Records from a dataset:
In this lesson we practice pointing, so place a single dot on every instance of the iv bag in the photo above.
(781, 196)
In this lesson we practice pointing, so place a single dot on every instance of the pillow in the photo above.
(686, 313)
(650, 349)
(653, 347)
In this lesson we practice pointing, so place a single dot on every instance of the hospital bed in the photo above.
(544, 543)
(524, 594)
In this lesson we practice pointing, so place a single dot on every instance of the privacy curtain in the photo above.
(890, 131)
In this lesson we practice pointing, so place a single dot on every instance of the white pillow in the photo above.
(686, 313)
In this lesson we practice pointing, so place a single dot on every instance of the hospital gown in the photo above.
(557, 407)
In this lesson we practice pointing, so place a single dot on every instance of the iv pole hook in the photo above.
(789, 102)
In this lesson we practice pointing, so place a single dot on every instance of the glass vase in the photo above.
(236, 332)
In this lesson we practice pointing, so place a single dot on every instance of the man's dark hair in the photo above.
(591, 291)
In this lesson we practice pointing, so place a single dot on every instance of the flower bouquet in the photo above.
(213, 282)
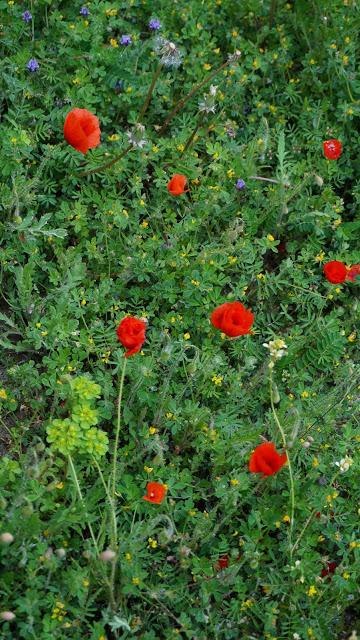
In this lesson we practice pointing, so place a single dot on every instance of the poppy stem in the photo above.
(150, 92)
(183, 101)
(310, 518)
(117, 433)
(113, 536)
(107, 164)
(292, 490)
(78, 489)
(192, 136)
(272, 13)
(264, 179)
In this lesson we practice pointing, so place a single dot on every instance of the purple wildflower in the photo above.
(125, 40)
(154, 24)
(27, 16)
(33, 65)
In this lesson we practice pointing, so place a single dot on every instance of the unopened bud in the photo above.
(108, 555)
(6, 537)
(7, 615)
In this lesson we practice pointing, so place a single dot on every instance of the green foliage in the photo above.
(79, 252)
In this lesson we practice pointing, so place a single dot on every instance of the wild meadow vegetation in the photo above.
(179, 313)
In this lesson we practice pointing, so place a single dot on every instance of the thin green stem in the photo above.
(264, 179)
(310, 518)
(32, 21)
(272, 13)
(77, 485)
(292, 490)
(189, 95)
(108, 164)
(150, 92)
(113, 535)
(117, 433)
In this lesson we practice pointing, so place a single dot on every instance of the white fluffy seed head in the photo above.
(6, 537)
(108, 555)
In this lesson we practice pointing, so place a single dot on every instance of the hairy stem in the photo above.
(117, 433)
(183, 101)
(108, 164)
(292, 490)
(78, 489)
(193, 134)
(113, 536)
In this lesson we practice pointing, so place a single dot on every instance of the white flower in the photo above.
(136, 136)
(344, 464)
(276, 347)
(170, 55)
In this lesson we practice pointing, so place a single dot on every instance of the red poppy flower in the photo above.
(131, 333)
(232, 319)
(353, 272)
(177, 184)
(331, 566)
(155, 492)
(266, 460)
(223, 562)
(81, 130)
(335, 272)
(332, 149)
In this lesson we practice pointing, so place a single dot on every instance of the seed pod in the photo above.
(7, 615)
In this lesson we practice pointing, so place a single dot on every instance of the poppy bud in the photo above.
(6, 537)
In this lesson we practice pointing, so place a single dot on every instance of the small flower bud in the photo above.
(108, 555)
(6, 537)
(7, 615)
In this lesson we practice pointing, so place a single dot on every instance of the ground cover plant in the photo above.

Problem description: All of the entries, apart from the pictures, must be returned exactly.

Result of the task:
In this lesson we practice pointing, so place a single dot on every instance of the iv bag in the photo above.
(781, 196)
In this lesson we practice pointing, so place a single dot on every instance of the pillow in the photo above.
(686, 313)
(650, 349)
(653, 347)
In this lesson we practice pointing, so place a single dot on every instance of the hospital bed in the photo above.
(544, 543)
(524, 594)
In this lesson we practice pointing, so place a single dot on every instance of the privacy curtain in the photo above.
(890, 131)
In this lesson we practice pointing, so place a single dot on every instance of the white pillow in the photo above.
(686, 313)
In this lesson we practice pointing, so place a single dot on every instance of the hospital gown in the photo above.
(557, 407)
In this lesson we practice pointing, so place a single dot on every instance of the iv pole hook in the photo above.
(789, 102)
In this lesson we practice pointing, so place a single dot on every instance of the glass vase in the photo above.
(236, 332)
In this lesson we practice pointing, so place a single dot on every instance of the man's dark hair in the photo above.
(591, 291)
In this lesson we practice pointing, so place a single dot on every instance of the flower bouquet in the photo above.
(213, 282)
In this lesson we practice pointing, so place a single dot on every instance of the poppy stem in the photo above.
(150, 92)
(183, 101)
(310, 518)
(117, 433)
(113, 536)
(107, 164)
(292, 490)
(78, 489)
(192, 136)
(272, 13)
(264, 179)
In this lesson we practice pointing, so place a single dot on every instance of the purple wildflower in the photo above.
(125, 40)
(154, 24)
(27, 16)
(33, 65)
In this lesson we practice pointing, so place a single dot on every instance of the unopened bud in the photo above.
(108, 555)
(6, 537)
(7, 615)
In this lesson we practice pointing, so place a single dot on every instance of the green foliage in the photo above.
(79, 252)
In this lesson we practice pointing, so place a single dot on every instance of the wild meadow vegetation in the photo above.
(179, 313)
In this lesson we practice pointing, so place a single dot on every instance of the thin green stem in the photo above.
(264, 179)
(310, 518)
(32, 21)
(272, 13)
(77, 485)
(292, 490)
(189, 95)
(108, 164)
(150, 92)
(113, 535)
(117, 433)
In this lesson we practice pointing, so place a single dot on every instance of the white fluffy seed head in the photo above.
(6, 537)
(108, 555)
In this lesson we practice pointing, so place a single dot on every instance of the hairy stem in the photo above.
(117, 433)
(183, 101)
(108, 164)
(292, 490)
(78, 489)
(193, 134)
(113, 536)
In this lesson we practice pointing, so place a single dot on every instance of the white flower in the photo above.
(136, 136)
(344, 464)
(276, 347)
(170, 55)
In this lesson we practice pointing, so place a single dot on every instance of the red poppy flower in the photo above.
(131, 333)
(232, 319)
(353, 272)
(177, 184)
(331, 566)
(155, 492)
(266, 460)
(223, 562)
(81, 130)
(335, 272)
(332, 149)
In this lesson we practice pointing, so place a single dot on every instance of the seed pod in the photo above.
(7, 615)
In this lesson we practice pointing, so place a single dot on every instance of the poppy bud in the photo above.
(6, 537)
In this lesson we practice pointing, so place a single dot on every instance of the small flower bud in the photo above.
(108, 555)
(6, 537)
(7, 615)
In this lesson we practice pointing, so place a single dot on every instance of the ground cover plant in the photo above.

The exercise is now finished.